== To be done ==
Images should be left out, and everything else in the listing reproduced exactly.

# start of Entries

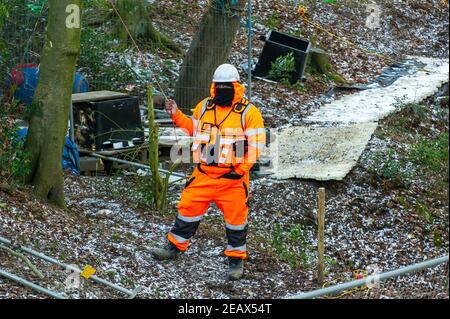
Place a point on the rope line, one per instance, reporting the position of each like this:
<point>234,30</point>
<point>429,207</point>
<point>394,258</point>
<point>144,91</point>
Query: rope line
<point>147,65</point>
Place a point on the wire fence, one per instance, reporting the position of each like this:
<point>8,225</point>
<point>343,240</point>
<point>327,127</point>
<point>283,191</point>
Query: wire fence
<point>111,63</point>
<point>425,280</point>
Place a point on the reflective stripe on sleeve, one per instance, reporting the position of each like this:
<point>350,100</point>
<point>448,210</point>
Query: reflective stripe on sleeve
<point>236,227</point>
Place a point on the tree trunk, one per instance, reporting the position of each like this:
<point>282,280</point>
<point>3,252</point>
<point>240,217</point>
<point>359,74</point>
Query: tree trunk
<point>135,13</point>
<point>48,124</point>
<point>209,49</point>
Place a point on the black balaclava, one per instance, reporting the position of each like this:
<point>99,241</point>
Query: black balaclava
<point>224,94</point>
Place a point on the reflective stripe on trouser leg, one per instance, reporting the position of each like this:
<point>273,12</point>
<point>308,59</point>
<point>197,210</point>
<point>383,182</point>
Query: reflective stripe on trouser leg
<point>237,240</point>
<point>183,230</point>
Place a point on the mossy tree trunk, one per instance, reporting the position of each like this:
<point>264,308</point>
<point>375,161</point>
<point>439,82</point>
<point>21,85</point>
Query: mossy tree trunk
<point>48,124</point>
<point>210,48</point>
<point>136,14</point>
<point>159,185</point>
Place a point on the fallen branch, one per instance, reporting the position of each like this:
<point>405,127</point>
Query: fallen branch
<point>25,259</point>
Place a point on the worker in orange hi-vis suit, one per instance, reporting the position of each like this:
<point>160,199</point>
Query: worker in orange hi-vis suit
<point>229,136</point>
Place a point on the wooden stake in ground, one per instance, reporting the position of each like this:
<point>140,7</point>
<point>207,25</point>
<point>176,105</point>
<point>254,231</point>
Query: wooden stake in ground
<point>321,235</point>
<point>159,184</point>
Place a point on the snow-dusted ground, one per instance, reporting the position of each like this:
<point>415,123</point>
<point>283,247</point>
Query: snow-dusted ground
<point>107,227</point>
<point>329,144</point>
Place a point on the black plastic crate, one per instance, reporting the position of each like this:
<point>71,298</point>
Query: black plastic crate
<point>103,125</point>
<point>280,44</point>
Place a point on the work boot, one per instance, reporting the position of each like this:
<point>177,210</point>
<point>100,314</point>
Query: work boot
<point>169,252</point>
<point>236,268</point>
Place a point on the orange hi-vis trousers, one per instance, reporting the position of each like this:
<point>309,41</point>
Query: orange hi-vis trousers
<point>230,196</point>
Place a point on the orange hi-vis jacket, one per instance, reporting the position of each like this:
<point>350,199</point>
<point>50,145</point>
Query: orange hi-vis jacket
<point>225,138</point>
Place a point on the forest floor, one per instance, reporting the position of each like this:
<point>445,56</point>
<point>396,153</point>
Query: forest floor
<point>390,211</point>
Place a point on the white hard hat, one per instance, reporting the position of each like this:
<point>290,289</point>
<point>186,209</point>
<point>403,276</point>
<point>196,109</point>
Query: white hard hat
<point>226,73</point>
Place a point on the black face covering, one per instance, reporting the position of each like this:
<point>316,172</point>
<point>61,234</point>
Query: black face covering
<point>224,94</point>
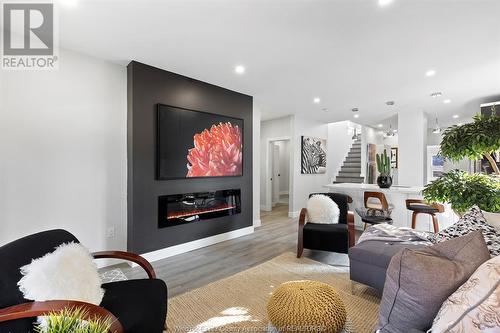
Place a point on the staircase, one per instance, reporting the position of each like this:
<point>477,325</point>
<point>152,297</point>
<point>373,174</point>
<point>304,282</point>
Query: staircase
<point>351,169</point>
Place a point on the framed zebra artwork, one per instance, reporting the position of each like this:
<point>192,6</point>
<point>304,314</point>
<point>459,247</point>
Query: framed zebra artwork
<point>313,155</point>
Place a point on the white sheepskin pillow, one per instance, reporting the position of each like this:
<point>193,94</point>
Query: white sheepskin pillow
<point>322,209</point>
<point>68,273</point>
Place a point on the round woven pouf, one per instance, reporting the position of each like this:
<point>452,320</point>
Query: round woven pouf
<point>306,306</point>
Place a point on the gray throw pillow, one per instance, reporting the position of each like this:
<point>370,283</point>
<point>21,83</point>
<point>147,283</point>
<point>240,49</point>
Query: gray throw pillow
<point>418,281</point>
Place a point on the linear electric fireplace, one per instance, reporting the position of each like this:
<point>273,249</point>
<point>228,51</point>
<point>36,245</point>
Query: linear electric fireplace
<point>178,209</point>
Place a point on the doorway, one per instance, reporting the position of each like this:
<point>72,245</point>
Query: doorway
<point>277,182</point>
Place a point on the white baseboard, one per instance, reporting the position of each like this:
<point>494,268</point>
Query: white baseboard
<point>194,245</point>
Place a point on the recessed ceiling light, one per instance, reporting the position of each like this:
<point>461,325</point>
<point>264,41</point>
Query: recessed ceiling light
<point>384,2</point>
<point>430,72</point>
<point>69,3</point>
<point>239,69</point>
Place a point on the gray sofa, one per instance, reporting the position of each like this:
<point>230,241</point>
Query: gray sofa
<point>369,261</point>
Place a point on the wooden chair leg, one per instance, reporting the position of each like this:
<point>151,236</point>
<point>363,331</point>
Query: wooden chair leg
<point>435,223</point>
<point>300,247</point>
<point>414,220</point>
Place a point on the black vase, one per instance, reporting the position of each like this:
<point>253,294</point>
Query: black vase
<point>384,181</point>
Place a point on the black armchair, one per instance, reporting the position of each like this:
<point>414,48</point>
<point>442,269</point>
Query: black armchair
<point>328,237</point>
<point>135,306</point>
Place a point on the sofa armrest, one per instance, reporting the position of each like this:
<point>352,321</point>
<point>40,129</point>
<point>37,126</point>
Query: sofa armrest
<point>351,229</point>
<point>35,309</point>
<point>129,257</point>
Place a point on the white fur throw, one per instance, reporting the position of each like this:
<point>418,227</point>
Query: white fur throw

# end of Entries

== Worked answer ==
Place a point on the rope line, one per instance, reporting the position of each like this:
<point>234,30</point>
<point>429,207</point>
<point>394,258</point>
<point>144,91</point>
Query: rope line
<point>147,65</point>
Place a point on the wire fence, one per instance, reporting the position of each like this:
<point>8,225</point>
<point>343,240</point>
<point>327,127</point>
<point>283,191</point>
Query: wire fence
<point>111,63</point>
<point>425,280</point>
Place a point on the reflective stripe on sleeve, one per instance, reporting the position of each like this:
<point>350,100</point>
<point>448,210</point>
Query: reflective stripe on sleeve
<point>236,227</point>
Place a point on the tree trunk, one per instance, reporting the position of each like this:
<point>282,280</point>
<point>3,252</point>
<point>240,217</point>
<point>359,74</point>
Query: tree trunk
<point>135,13</point>
<point>48,124</point>
<point>209,49</point>
Place a point on the black balaclava, one per instance, reporting the position of each like this:
<point>99,241</point>
Query: black balaclava
<point>224,94</point>
Place a point on the reflective stripe on trouser leg, one per instance, reporting the position of each like this:
<point>273,12</point>
<point>308,59</point>
<point>197,210</point>
<point>383,182</point>
Query: reflective stripe on trouser leg
<point>237,240</point>
<point>183,230</point>
Place a point on the mossy tree trunk, one per instance, reporting the position of each like this:
<point>264,308</point>
<point>375,161</point>
<point>439,82</point>
<point>21,85</point>
Query: mossy tree trunk
<point>48,124</point>
<point>210,48</point>
<point>136,14</point>
<point>159,185</point>
Place a point on the fallen branch, one per instance, reporting the position of each like this:
<point>405,127</point>
Query: fallen branch
<point>25,259</point>
Place a point on the worker in orange hi-vis suit, one per instance, reporting the position of each like this:
<point>160,199</point>
Query: worker in orange hi-vis suit
<point>229,136</point>
Place a point on the wooden stake in ground, one per instance, reporting the position of each like this:
<point>140,7</point>
<point>207,25</point>
<point>176,105</point>
<point>254,231</point>
Query: wooden stake in ground
<point>321,235</point>
<point>159,184</point>
Place a point on the snow-dusted ground, one per instance, reporting the position of each like this:
<point>415,123</point>
<point>283,247</point>
Query: snow-dusted ground
<point>107,227</point>
<point>329,144</point>
Place a point on the black plastic crate, one per instance, reporting the position of each like this:
<point>71,298</point>
Query: black plastic crate
<point>103,125</point>
<point>280,44</point>
Place a point on the work boot, one per instance, reporting the position of each like this:
<point>177,210</point>
<point>100,314</point>
Query: work boot
<point>169,252</point>
<point>236,268</point>
Place a point on the orange hi-vis trousers, one per instance, reporting the position of each like this:
<point>309,41</point>
Query: orange hi-vis trousers
<point>230,196</point>
Place a point on the orange hi-vis jacket, one per instance, reporting the position of each like this:
<point>350,199</point>
<point>50,145</point>
Query: orange hi-vis jacket
<point>225,138</point>
Place a point on the forest floor, one per instance, reporting the position of each like this:
<point>445,56</point>
<point>396,153</point>
Query: forest floor
<point>390,211</point>
Place a point on the white hard hat, one per instance, reporting the position of each like this:
<point>290,289</point>
<point>186,209</point>
<point>403,276</point>
<point>196,109</point>
Query: white hard hat
<point>226,73</point>
Place a point on the black face covering, one per instance, reporting the position of each like this:
<point>316,172</point>
<point>61,234</point>
Query: black face covering
<point>224,94</point>
Place a point on the staircase, one per instance, reporting the position of each like this:
<point>477,325</point>
<point>152,297</point>
<point>373,174</point>
<point>304,282</point>
Query: staircase
<point>351,169</point>
Place a point on the framed zebra artwork, one per instance, reporting the position of each like this:
<point>192,6</point>
<point>304,314</point>
<point>459,247</point>
Query: framed zebra artwork
<point>313,155</point>
Place a point on the white sheepskin pillow, one per instance, reporting the position of each like this:
<point>193,94</point>
Query: white sheepskin pillow
<point>322,209</point>
<point>68,273</point>
Place a point on the round woven pouf, one per instance, reporting the position of each like this:
<point>452,320</point>
Query: round woven pouf
<point>306,306</point>
Place a point on the gray throw pillow, one per instance, reporting the position of each like this:
<point>370,283</point>
<point>21,83</point>
<point>147,283</point>
<point>240,49</point>
Query: gray throw pillow
<point>418,281</point>
Place a point on the linear electric fireplace, one per instance, reporting the position of each like this:
<point>273,249</point>
<point>228,51</point>
<point>36,245</point>
Query: linear electric fireplace
<point>178,209</point>
Place a point on the doorway, one per instance, reporting the position of each like this:
<point>72,245</point>
Query: doorway
<point>277,182</point>
Place a point on the white baseboard, one per instance, reporting the position of each like this:
<point>494,268</point>
Query: white baseboard
<point>194,245</point>
Place a point on the recessed ceiling light, one per instance, reporting the position of each like this:
<point>461,325</point>
<point>264,41</point>
Query: recessed ceiling light
<point>384,2</point>
<point>430,72</point>
<point>69,3</point>
<point>239,69</point>
Place a point on the gray sofa, one per instance, reporting the position of each like this:
<point>230,241</point>
Query: gray sofa
<point>369,261</point>
Place a point on the wooden chair leg, one per instance, reporting the position of each like this:
<point>151,236</point>
<point>363,331</point>
Query: wooden chair leg
<point>435,223</point>
<point>300,247</point>
<point>414,220</point>
Place a point on the black vase, one per instance, reporting the position of each like this:
<point>253,294</point>
Query: black vase
<point>384,181</point>
Place a point on the black armchair, one per instance, reporting the position of each like this:
<point>414,48</point>
<point>442,269</point>
Query: black armchair
<point>328,237</point>
<point>135,306</point>
Place a point on the sofa armrest, one per instance, reporting the position of each like this:
<point>352,321</point>
<point>40,129</point>
<point>37,126</point>
Query: sofa armrest
<point>351,229</point>
<point>35,309</point>
<point>129,257</point>
Place a point on the white fur throw, one per instance, reporting the position of each like this:
<point>418,227</point>
Query: white fur throw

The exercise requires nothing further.